### TASK INSTRUCTIONS
Word for word, retype each record shown below.

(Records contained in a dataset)
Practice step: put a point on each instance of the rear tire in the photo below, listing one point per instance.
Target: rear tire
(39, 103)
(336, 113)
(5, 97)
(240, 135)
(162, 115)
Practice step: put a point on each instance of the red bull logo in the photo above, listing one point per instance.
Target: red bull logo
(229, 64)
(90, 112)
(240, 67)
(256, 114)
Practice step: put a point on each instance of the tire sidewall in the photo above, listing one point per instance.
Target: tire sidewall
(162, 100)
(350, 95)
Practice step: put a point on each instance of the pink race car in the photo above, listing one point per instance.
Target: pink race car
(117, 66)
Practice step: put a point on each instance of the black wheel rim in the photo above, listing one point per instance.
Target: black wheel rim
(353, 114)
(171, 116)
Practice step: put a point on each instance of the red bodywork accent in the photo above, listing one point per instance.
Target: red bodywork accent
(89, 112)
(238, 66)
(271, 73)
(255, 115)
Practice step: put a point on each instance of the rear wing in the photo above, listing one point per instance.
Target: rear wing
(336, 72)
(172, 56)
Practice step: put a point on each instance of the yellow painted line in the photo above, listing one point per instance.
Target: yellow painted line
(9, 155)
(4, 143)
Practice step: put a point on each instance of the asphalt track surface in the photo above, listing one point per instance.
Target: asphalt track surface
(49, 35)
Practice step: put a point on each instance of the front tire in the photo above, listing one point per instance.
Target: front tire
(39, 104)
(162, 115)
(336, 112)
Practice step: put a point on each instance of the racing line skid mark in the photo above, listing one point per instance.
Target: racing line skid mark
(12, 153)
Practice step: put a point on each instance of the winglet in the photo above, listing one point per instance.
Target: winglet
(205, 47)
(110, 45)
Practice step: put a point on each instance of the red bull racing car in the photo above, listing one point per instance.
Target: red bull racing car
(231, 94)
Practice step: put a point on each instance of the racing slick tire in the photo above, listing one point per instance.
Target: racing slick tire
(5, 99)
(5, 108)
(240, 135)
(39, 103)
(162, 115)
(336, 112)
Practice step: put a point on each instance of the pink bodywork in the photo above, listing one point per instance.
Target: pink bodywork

### OUTPUT BELOW
Practice step: put a point on each instance of the rear tire in the photo below, listing one point per instance.
Target: rear tire
(39, 103)
(336, 113)
(5, 97)
(240, 135)
(162, 115)
Practice step: put a point on each instance of the red bull logo in the photo above, listing one point per instance.
Target: red bull logo
(229, 64)
(90, 112)
(240, 67)
(256, 114)
Practice step: put a point on each instance of the tire sidewall in the photo above, listing one point per instance.
Target: tire sidewall
(162, 100)
(350, 95)
Practice step: put a point on each instance of the pink race car in the photo above, listing one point per instance.
Target: pink race car
(117, 66)
Practice step: put a point on each instance of the black wheel rim in the photo above, listing one point per instance.
Target: black wheel rim
(353, 114)
(171, 116)
Practice step: put a point on each instance of the red bodywork accent in the photo above, listing one point per instance.
Target: red bodywork accent
(89, 112)
(238, 66)
(271, 73)
(255, 115)
Practice step: put a point on each instance of the rear wing in the photo above, listing one point per instance.
Target: rear wing
(336, 72)
(172, 56)
Practice step: put a point on each instance of the yellow painted line in the photo above, listing one point per instance.
Target: yellow painted line
(9, 155)
(4, 143)
Practice step: put a point on each instance of the asphalt track surface in the photo above, listing one point per instance.
Target: asphalt track surface
(49, 35)
Practice step: put a point on each instance of the front tire in the photo above, listing one point per instance.
Target: front tire
(39, 104)
(162, 115)
(336, 112)
Practice step: put a point on each instance of the racing line skid mark in the photo above, listing one point per instance.
Target: racing line skid mark
(12, 153)
Practice step: put a point on each instance of the winglet in the photo above, listing one point per instance.
Target: winglet
(205, 47)
(110, 45)
Practice step: put a point on each instance of the red bull racing car in the photo above, listing one point per instance.
Target: red bull racing car
(231, 94)
Practice step: put a point on each instance of the racing slick tire in the photo above, listing one point per instance.
Target: racing slick tire
(5, 99)
(5, 108)
(240, 135)
(39, 103)
(162, 115)
(336, 112)
Practice step: put a point on each instance of the pink bodywork in the photo above, listing one point per instance.
Target: pink bodywork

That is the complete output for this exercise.